### THE PROBLEM
Print the range of lines that opens with the line containing "Target | pale yellow butterfly" and closes with the last line of the listing. Include both ends; print nothing more.

-------- EXERCISE INPUTS

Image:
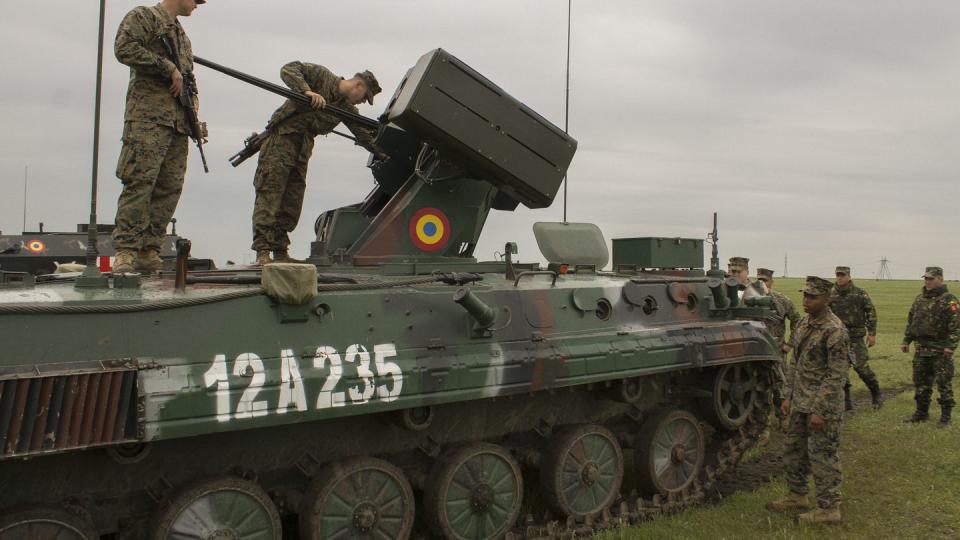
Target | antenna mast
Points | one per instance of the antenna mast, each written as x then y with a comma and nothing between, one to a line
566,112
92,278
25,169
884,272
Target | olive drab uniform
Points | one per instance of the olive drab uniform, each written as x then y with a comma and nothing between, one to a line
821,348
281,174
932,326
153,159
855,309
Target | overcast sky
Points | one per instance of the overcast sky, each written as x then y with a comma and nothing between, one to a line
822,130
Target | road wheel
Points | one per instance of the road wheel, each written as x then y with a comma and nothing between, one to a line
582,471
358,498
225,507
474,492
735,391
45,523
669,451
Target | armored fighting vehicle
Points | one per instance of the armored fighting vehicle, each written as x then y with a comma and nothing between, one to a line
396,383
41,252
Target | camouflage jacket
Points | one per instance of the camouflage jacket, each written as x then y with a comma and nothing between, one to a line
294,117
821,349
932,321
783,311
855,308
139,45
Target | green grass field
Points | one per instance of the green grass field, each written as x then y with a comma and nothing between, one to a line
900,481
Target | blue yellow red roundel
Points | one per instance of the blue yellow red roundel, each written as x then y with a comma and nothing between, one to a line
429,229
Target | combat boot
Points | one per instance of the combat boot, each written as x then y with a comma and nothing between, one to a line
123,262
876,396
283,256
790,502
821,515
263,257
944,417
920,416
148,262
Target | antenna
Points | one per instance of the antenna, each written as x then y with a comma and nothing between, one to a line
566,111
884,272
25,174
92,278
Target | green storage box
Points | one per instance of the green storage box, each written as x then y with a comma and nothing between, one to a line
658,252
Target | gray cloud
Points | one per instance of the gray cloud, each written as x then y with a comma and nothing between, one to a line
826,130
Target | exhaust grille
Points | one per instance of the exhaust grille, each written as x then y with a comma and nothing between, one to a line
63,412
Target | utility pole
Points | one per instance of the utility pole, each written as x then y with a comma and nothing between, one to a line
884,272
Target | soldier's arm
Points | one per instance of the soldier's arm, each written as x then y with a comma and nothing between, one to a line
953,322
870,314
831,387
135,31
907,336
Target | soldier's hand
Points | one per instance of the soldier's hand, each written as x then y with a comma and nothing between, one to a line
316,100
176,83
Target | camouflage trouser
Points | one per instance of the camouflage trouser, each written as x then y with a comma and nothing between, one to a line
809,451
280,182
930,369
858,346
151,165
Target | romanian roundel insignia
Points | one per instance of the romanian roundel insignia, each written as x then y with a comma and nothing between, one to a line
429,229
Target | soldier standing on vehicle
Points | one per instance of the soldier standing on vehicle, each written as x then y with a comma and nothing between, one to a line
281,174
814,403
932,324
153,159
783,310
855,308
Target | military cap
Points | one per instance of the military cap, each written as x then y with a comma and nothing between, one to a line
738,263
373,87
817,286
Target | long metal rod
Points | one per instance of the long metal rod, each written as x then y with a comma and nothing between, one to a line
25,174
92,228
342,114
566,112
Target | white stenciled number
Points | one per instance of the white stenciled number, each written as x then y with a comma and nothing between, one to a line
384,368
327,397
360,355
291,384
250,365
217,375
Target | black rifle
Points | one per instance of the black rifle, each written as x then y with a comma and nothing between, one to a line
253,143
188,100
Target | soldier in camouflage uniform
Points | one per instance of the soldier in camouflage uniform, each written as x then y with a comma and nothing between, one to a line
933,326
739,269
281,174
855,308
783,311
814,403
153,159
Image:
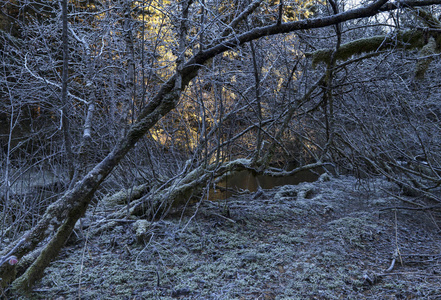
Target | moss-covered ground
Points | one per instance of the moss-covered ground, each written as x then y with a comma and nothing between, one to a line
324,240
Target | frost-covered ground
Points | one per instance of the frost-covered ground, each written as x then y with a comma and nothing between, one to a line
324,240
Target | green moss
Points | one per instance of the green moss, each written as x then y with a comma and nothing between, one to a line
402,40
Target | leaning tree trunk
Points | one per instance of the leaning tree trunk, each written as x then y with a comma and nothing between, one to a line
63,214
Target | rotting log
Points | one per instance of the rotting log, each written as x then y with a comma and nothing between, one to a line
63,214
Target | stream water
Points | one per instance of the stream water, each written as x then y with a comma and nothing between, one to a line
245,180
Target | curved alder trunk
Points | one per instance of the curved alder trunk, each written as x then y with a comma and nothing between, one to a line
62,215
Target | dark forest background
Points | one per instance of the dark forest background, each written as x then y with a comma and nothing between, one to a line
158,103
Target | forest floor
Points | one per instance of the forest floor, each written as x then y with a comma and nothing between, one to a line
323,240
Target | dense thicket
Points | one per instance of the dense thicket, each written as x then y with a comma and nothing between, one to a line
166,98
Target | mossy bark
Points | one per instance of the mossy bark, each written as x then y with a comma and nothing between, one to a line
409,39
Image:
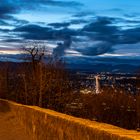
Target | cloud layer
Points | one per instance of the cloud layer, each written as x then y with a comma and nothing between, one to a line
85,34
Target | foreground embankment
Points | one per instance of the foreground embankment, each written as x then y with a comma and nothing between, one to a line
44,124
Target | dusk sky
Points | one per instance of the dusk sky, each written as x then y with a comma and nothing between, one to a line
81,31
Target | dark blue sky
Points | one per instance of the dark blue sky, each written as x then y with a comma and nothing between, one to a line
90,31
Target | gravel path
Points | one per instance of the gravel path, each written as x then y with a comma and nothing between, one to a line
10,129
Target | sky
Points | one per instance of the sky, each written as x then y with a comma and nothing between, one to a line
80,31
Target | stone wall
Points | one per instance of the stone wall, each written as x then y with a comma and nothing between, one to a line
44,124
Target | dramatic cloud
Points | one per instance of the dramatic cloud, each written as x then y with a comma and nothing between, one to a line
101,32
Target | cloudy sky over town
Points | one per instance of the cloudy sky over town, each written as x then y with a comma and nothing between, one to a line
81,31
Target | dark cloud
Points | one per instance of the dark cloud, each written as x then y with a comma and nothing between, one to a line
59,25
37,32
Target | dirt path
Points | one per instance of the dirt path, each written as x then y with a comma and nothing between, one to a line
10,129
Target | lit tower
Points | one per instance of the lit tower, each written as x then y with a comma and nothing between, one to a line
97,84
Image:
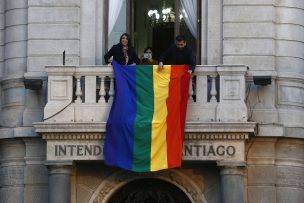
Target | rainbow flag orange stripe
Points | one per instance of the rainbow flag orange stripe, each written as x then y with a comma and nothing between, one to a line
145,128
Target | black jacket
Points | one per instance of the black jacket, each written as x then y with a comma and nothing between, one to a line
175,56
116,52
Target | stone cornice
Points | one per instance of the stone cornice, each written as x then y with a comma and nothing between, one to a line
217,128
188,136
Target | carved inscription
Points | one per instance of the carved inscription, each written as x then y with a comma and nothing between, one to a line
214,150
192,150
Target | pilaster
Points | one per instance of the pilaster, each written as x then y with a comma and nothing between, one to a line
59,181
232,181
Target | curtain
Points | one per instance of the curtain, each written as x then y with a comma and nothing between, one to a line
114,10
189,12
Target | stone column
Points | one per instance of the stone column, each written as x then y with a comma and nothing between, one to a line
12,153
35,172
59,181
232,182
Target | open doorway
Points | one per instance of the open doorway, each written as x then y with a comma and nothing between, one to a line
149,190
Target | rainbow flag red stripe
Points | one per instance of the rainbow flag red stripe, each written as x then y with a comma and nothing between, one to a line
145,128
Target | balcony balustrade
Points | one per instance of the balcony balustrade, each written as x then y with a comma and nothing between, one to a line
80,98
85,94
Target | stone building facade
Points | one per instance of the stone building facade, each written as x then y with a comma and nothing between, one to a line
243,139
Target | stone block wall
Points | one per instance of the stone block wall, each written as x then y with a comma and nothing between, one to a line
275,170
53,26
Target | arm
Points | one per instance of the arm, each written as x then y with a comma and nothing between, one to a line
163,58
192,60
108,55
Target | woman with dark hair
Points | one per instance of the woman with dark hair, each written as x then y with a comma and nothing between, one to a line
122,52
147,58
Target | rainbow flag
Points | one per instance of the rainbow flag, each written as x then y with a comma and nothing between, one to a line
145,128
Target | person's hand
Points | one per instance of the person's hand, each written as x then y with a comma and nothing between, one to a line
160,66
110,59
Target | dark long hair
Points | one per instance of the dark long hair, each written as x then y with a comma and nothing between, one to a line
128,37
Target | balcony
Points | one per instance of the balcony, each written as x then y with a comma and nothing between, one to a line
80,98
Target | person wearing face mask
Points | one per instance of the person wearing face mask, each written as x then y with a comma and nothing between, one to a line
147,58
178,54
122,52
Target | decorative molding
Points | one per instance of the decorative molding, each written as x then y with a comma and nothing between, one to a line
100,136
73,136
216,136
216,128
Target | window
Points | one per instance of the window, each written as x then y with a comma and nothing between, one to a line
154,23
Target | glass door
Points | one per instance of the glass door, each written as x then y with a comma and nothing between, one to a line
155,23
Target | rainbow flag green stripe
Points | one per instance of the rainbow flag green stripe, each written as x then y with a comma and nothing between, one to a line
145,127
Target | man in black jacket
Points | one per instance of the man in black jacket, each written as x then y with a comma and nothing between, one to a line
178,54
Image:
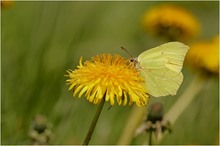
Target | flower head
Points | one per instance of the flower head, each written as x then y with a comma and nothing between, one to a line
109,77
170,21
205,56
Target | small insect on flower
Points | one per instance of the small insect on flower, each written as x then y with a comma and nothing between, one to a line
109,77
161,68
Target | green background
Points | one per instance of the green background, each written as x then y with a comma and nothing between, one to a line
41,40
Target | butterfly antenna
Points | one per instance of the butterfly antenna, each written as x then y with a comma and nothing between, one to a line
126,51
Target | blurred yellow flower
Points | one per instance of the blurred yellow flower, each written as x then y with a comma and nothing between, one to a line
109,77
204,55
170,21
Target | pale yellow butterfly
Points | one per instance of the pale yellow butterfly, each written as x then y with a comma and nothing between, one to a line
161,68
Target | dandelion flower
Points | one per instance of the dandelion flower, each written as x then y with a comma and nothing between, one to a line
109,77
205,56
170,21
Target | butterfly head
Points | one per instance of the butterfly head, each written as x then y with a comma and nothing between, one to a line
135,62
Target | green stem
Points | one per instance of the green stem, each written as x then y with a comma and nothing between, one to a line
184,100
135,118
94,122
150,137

----------------

### EXERCISE ANSWER
Target | pale yellow butterfly
Points | one per instance of the pale yellow butterfly, each written as x then y with a comma and nothing between, one to a line
161,68
Target | dandelion flower
Points | one per instance of the dandelion flower, each written as x then y with a comma and nothing between, one to a line
109,77
205,56
170,21
Target | butterfly head
Points | one per instance of the butterfly head, each written as x then y with a comma and nothing between, one to a line
135,62
Target | green stem
Points | one per instance of the green stem, each written as x then y with a comma and nothing between, one to a line
184,100
135,118
94,122
150,137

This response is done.